In the records below, find the line that contains "Outline the paddle." and the line that contains "Outline the yellow helmet.". Set down exactly those lines and every line between them, and nothing more.

/---

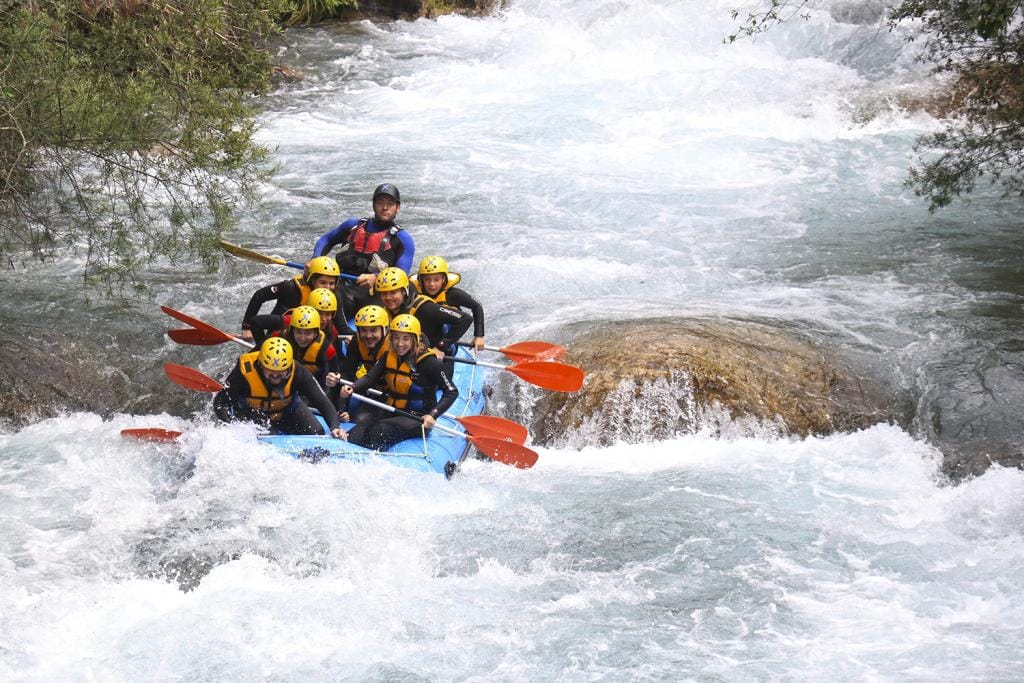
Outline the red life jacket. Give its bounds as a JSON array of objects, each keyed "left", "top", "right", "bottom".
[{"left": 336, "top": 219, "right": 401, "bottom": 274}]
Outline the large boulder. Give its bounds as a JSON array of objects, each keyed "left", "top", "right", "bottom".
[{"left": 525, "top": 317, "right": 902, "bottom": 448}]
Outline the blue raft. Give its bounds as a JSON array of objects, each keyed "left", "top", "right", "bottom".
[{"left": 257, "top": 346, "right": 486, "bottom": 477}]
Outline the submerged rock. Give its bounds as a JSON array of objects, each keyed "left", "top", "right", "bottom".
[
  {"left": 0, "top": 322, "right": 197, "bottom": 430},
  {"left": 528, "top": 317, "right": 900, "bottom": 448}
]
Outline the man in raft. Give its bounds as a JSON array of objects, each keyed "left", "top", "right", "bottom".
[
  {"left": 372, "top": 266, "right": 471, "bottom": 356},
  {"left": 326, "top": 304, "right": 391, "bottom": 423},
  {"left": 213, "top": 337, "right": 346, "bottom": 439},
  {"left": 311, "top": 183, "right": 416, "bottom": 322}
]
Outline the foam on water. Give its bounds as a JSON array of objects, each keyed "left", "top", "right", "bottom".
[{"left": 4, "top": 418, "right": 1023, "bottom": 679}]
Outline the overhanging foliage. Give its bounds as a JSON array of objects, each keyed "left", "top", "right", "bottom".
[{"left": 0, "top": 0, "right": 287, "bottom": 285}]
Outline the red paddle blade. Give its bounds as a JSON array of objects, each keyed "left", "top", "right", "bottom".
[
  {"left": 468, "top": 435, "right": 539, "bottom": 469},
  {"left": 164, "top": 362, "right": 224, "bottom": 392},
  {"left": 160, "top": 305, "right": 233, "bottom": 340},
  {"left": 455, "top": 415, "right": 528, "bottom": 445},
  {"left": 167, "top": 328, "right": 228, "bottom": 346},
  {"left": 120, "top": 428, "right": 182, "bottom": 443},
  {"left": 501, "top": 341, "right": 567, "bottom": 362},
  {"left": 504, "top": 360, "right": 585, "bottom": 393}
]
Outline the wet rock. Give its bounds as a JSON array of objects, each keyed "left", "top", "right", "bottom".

\---
/---

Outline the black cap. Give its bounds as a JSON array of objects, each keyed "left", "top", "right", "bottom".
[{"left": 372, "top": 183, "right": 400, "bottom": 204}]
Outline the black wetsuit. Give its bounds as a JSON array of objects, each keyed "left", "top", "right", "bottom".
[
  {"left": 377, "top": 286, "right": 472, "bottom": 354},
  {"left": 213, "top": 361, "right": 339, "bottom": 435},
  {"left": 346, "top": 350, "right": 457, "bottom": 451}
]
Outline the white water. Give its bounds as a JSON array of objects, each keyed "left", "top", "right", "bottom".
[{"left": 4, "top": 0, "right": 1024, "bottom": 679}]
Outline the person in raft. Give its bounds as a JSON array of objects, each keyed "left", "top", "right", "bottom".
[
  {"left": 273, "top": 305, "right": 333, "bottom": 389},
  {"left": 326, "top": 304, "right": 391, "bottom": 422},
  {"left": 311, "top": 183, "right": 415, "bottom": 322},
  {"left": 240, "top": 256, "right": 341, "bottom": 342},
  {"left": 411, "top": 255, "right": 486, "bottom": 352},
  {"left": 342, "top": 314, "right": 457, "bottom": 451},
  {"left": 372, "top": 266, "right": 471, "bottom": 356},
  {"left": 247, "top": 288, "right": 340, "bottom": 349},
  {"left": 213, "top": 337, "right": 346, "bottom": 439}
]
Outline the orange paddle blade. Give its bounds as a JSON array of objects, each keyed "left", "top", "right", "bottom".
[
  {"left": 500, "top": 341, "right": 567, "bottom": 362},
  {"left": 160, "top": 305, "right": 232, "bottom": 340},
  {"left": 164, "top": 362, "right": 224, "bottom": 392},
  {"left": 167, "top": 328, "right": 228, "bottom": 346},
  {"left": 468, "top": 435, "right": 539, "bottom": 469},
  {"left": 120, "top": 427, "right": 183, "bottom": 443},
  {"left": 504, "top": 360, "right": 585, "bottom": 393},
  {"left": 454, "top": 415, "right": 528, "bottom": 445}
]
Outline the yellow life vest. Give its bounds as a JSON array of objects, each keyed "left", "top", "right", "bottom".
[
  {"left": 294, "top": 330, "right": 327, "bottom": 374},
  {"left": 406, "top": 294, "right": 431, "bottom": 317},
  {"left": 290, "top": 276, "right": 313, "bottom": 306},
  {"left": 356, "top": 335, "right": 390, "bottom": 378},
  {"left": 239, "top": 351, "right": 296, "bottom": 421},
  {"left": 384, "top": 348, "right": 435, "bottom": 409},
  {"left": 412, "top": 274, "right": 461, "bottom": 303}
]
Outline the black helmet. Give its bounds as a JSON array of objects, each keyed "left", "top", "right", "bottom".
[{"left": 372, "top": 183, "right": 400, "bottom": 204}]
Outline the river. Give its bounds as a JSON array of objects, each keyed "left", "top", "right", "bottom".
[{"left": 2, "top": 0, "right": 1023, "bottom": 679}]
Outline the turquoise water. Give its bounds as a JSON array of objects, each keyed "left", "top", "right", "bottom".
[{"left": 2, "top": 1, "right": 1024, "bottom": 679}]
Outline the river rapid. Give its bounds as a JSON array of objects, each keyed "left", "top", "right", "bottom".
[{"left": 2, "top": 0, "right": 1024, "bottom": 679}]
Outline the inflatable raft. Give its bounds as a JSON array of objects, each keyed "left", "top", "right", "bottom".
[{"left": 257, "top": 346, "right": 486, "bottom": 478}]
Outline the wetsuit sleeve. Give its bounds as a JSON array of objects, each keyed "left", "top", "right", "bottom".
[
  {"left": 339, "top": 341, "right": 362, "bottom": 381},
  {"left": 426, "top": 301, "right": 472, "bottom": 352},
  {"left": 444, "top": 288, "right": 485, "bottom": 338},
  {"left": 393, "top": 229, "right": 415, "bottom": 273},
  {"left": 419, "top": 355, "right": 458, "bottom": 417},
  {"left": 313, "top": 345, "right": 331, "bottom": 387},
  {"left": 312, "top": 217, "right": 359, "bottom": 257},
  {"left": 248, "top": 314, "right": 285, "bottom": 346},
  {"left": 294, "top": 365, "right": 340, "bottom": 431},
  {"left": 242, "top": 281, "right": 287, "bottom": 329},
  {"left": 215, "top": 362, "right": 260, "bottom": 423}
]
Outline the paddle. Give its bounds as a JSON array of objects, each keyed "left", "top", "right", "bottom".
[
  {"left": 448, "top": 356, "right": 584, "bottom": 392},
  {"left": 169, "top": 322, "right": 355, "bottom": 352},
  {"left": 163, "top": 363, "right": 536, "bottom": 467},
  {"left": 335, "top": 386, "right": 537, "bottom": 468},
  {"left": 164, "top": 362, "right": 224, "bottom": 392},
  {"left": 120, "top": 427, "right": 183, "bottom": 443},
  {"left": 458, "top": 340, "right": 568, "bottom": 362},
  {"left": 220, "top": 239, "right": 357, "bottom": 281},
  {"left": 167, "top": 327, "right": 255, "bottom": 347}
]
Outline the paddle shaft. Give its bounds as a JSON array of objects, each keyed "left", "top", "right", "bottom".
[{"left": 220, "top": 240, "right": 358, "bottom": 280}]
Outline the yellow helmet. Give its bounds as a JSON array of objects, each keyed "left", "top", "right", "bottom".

\---
/---

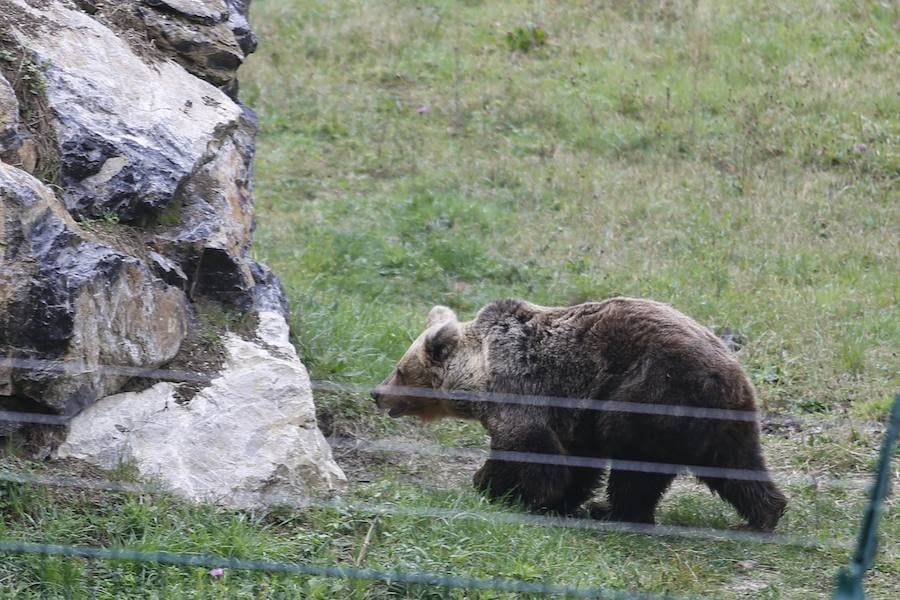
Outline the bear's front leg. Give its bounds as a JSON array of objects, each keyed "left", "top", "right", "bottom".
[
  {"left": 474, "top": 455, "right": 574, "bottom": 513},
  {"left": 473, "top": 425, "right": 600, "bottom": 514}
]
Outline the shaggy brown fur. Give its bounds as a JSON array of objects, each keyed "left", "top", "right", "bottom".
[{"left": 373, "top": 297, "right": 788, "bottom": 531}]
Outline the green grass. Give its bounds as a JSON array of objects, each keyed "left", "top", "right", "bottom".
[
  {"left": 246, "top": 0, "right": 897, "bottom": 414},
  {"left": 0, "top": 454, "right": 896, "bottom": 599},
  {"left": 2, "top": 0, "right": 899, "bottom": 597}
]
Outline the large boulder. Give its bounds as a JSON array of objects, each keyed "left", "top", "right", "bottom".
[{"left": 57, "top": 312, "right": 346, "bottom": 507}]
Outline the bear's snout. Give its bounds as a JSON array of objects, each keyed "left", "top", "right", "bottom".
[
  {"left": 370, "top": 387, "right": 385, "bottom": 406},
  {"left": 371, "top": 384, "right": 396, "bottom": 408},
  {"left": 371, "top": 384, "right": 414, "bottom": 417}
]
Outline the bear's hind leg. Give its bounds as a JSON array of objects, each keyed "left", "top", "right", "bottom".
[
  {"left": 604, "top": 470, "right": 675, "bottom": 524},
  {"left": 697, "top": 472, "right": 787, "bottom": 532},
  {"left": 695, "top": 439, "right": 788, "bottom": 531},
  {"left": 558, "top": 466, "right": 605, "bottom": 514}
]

\---

SOLUTION.
Outline the paddle. Give its bounds as a JSON array of objects, each keyed "left", "top", "right", "bottom".
[
  {"left": 448, "top": 356, "right": 584, "bottom": 392},
  {"left": 169, "top": 322, "right": 355, "bottom": 352},
  {"left": 163, "top": 363, "right": 536, "bottom": 467},
  {"left": 335, "top": 386, "right": 537, "bottom": 468},
  {"left": 164, "top": 362, "right": 224, "bottom": 392},
  {"left": 120, "top": 427, "right": 183, "bottom": 443},
  {"left": 458, "top": 340, "right": 568, "bottom": 362},
  {"left": 220, "top": 239, "right": 357, "bottom": 281},
  {"left": 167, "top": 327, "right": 255, "bottom": 347}
]
Outline the paddle shaft. Give its bounds as a JSON array of objects, each keyed "left", "top", "right", "bottom".
[{"left": 220, "top": 240, "right": 358, "bottom": 280}]
Outline the yellow helmet. Give its bounds as a JSON array of objects, each keyed "left", "top", "right", "bottom".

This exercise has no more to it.